*Problems*:
(1) Answer these questions about the Cimina passage:
(a) How long does the scenic train ride south along the coast last?
(b) What do the Italians order at the bar?
(c) At what time does the group arrive home after the festa?
(2) Reproduce word for word the part of the Cimina passage starting with "In half and" and going on through "and a cow).".
---- Source passage
We catch a scenic train headed south along the coast to the toe of the Italian 'boot'. For five hours be hug mountain ranges on our left and on our right a beach that looks like road fill, as if someone was due to come and bitumen the shore any day now.
We connect with the smallest train I have ever been in to Locri, the closest town to the village of Cimina. The train is visited frequently by the local Policiza and we are never able to find out why. At Lorci station we are greeted by two uncles, Fillipo and Mimmo. After Vince's customary introductions Jac makes a good impression with all when she throws in a third kiss on the cheek where traditionally two are ample. We head straight to the nearest bar. I'm surprised its open at 11am and thinking it's a celebration of our arrival I order a beer whilst Jac has a coke and the Italians (I include Vincenzo) order something in Italian amongst a flurry of conversation. I find out that it's a caffe (espresso) and so in the time it takes them to shot this I feel obligated to skull my beer.
We throw our packs in the back of Mimmo's twin cab ute and cramp into Fillipo's black Fiat 500. We cover the 5km north of Lorci up a single lane highway at breakneck speed, with cars overtaking simultaneously in both directions as cars obligingly pull towards the shoulder. We turn inland towards the mountains and start the climb to Cimina at approximately 200m altitude and 5km from the coast. It may not be far as the crow fly's but the road follows a path cut out with a low gradient originally made as for ease of donkeys and vespa's to scale, but the route has not changes course over hundreds years. If I was driving it would have taken me over 90 minutes but Filipo and Mimmo scale the hill with all the skill of rally drivers that suggests they have driven the road many times before.
In half and hour we reach our host Nonna Pietro, Vince's mothers father. He has a cheeky smile and when he isn't picking on his grandchildren he is wandering around with his homemade walking stick. His home is beautiful, quartered off into a sitting room, master bedroom, guest bedroom and kitchen. It was very modern being tiled throughout with a new bathroom and much needed washing machine as well as a new kitchen. Vince and I share the share room and our French doors lead out to a balcony which is lucky as it's the only place I can get mobile reception with the added bonus that it has an unimpeded view down into the valley to the sea. Directly across the road is the families kitchen plot (where house scraps go to a few chickens, rabbits, two pigs and a cow).
We meet all the cousins which speak more English then we do Italian and learn that it is the local school holidays and that there is a festa on that night in a nearby town. We pile into the same Fiat and one of the cousins drives us to the festa where a huge crowd wanders markets before having a dance to a local band. On the drive home we reach over 140km on the highway and arrive home at 3am having started the day pre-6am.
--------
---- Record excerpts
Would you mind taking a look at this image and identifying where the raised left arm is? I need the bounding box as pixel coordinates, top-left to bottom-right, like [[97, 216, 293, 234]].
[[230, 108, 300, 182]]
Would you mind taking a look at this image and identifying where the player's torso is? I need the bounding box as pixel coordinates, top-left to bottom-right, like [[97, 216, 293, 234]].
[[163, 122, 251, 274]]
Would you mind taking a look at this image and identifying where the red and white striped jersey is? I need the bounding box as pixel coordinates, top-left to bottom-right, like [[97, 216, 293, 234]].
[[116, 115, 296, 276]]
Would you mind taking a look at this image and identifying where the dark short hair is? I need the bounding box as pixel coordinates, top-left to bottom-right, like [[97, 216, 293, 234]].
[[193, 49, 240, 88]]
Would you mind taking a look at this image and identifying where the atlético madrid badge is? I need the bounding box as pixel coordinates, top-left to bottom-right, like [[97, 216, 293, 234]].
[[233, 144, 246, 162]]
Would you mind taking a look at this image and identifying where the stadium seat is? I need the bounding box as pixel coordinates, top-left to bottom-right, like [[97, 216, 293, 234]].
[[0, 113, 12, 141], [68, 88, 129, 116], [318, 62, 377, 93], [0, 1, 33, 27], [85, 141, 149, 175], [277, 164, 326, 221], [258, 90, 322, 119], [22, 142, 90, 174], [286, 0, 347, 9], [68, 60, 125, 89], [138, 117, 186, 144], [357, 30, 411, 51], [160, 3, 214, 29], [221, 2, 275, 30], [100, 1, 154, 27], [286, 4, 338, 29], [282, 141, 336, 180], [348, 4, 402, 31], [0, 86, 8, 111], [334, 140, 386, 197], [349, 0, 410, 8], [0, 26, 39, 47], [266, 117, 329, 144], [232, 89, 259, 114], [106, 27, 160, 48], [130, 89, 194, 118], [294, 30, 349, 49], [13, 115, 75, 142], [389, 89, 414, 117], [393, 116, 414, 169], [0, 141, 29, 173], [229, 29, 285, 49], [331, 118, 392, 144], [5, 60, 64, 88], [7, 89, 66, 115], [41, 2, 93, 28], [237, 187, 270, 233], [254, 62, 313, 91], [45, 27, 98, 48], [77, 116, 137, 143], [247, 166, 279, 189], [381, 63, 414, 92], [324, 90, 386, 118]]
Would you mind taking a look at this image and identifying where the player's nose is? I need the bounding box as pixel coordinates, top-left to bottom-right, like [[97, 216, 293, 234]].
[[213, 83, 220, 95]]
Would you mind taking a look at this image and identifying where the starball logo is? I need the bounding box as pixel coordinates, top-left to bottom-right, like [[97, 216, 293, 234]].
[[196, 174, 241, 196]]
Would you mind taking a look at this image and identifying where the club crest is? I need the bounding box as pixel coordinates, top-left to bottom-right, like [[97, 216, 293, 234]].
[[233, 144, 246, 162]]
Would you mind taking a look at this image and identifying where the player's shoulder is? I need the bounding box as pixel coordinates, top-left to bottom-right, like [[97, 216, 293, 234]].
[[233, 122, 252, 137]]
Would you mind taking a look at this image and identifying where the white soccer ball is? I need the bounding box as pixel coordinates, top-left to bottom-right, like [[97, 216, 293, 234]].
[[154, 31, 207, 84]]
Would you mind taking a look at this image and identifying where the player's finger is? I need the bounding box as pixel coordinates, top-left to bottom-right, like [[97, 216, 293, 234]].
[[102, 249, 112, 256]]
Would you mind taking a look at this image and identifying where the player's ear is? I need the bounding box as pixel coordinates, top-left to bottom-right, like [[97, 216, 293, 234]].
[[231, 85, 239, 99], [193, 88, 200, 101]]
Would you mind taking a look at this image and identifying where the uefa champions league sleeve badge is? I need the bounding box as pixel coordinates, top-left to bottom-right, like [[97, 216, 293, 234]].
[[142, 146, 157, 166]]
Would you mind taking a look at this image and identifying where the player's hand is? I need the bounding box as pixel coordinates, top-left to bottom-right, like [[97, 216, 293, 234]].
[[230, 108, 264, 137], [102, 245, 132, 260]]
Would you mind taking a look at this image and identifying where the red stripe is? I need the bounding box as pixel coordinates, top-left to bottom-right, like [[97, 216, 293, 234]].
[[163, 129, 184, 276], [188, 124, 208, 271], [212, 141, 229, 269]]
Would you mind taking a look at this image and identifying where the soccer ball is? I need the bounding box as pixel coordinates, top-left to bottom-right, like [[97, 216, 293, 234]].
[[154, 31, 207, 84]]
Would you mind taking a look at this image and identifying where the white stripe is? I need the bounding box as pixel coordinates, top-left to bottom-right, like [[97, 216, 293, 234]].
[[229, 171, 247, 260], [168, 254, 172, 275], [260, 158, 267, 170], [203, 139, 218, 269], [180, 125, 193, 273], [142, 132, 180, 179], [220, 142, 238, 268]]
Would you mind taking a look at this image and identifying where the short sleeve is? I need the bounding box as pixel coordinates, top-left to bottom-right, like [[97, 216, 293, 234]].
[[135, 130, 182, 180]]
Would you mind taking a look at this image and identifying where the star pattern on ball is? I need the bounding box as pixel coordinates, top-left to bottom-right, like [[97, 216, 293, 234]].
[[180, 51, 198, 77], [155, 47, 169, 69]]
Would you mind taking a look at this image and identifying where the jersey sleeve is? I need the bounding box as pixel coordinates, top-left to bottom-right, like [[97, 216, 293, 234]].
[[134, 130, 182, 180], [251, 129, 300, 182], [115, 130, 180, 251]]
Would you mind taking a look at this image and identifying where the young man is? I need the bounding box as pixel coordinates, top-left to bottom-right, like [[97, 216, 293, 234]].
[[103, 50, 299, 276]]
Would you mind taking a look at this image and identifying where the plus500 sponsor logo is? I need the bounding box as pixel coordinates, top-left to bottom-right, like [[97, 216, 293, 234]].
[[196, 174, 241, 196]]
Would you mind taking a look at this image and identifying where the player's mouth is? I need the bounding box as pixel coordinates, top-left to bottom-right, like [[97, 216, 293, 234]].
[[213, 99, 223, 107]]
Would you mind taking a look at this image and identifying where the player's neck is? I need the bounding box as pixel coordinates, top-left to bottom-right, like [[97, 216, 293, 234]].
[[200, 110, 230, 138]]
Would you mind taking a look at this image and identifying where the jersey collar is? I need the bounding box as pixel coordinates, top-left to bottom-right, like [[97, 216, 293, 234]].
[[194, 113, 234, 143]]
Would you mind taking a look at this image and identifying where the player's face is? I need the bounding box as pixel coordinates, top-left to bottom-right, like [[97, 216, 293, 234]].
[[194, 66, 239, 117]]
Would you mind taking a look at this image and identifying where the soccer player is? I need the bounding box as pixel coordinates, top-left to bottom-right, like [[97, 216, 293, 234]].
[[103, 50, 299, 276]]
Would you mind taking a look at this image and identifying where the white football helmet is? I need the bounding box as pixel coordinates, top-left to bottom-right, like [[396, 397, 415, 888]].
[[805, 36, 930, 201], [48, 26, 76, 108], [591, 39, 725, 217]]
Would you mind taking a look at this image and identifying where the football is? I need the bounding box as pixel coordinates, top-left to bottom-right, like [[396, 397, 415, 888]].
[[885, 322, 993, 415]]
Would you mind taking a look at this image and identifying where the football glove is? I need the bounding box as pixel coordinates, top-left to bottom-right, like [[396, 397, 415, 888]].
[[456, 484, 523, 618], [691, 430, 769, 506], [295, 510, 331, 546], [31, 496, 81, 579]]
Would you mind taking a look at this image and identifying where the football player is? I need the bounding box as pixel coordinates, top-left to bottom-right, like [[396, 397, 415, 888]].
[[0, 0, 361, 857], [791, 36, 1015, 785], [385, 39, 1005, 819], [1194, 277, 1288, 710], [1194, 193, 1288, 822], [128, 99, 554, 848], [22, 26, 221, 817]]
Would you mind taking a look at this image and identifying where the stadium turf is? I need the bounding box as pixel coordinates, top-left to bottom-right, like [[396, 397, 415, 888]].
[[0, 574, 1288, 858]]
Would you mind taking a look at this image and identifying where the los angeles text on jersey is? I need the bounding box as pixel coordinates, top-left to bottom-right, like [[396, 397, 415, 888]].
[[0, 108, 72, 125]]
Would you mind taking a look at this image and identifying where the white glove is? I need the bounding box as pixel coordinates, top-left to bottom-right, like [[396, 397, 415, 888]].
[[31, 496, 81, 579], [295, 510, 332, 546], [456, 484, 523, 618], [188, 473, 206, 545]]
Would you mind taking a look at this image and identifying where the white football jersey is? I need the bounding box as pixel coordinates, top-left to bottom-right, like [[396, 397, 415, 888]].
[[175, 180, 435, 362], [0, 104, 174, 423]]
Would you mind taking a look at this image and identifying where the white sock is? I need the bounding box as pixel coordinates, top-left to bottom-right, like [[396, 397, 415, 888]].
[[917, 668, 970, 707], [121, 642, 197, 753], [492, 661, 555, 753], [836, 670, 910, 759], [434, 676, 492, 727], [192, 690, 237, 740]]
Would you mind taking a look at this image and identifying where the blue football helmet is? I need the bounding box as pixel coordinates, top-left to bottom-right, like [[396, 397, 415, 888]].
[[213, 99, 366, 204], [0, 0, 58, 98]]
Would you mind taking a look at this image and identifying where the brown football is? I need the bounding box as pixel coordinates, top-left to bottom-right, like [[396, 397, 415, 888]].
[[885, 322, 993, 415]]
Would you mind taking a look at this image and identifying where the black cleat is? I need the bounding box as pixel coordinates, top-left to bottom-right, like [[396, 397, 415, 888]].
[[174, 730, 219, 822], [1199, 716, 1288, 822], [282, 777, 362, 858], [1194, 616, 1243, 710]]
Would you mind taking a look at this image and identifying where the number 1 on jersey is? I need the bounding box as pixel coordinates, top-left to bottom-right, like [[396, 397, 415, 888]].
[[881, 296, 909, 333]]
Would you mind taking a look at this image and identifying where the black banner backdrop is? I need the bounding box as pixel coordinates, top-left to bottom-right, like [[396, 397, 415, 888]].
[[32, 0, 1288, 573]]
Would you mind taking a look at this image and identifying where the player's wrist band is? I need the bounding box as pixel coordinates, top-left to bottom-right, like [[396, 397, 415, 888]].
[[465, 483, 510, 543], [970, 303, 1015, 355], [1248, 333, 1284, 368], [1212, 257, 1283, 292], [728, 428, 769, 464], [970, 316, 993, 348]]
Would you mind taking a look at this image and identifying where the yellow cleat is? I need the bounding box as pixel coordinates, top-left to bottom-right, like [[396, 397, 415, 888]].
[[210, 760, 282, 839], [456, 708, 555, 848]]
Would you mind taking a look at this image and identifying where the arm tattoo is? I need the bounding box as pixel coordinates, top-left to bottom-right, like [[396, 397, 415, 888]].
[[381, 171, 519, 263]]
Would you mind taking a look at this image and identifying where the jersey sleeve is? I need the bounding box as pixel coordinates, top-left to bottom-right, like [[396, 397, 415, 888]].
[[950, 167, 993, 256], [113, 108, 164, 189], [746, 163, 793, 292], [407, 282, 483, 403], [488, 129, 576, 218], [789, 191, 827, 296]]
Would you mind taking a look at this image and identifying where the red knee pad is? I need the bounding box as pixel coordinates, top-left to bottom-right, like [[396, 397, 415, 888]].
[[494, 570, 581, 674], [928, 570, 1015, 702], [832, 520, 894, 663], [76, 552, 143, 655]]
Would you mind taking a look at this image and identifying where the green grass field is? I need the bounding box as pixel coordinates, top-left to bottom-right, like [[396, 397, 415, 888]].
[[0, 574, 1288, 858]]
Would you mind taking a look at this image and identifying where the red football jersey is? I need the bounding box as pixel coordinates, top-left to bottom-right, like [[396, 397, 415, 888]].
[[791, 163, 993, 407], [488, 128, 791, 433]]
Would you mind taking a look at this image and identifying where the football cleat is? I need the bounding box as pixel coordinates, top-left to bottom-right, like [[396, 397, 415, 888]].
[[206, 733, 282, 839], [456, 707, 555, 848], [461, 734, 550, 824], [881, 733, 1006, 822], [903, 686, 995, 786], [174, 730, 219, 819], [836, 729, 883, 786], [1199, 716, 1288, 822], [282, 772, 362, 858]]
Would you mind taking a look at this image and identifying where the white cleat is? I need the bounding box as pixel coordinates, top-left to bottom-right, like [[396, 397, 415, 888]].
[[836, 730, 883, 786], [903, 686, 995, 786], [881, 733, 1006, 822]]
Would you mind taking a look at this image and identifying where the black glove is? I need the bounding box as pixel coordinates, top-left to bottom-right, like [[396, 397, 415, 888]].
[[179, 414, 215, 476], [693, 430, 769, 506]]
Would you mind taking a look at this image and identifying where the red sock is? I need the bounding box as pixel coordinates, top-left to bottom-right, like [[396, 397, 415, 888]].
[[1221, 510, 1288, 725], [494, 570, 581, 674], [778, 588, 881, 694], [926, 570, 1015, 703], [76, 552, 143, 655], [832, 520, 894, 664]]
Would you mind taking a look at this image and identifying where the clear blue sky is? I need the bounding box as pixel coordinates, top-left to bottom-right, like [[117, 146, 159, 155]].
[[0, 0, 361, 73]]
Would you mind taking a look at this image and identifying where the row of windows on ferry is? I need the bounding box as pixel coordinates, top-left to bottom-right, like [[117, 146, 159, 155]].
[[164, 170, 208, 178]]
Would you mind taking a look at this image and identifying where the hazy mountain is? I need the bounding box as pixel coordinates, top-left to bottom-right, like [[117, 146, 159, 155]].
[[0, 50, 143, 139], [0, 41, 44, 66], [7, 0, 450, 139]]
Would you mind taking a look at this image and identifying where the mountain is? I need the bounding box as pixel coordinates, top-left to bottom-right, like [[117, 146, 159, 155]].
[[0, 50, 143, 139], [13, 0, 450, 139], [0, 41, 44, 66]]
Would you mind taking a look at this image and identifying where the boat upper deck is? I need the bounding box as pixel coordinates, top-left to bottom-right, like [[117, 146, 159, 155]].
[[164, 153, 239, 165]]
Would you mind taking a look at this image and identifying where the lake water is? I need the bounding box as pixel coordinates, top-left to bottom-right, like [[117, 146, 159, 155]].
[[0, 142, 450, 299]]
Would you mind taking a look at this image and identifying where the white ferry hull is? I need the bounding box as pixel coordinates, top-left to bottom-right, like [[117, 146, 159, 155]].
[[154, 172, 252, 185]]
--------
*Full answers*:
(1)
(a) Five hours.
(b) A caffe (espresso).
(c) At 3am.

(2)
In half and hour we reach our host Nonna Pietro, Vince's mothers father. He has a cheeky smile and when he isn't picking on his grandchildren he is wandering around with his homemade walking stick. His home is beautiful, quartered off into a sitting room, master bedroom, guest bedroom and kitchen. It was very modern being tiled throughout with a new bathroom and much needed washing machine as well as a new kitchen. Vince and I share the share room and our French doors lead out to a balcony which is lucky as it's the only place I can get mobile reception with the added bonus that it has an unimpeded view down into the valley to the sea. Directly across the road is the families kitchen plot (where house scraps go to a few chickens, rabbits, two pigs and a cow).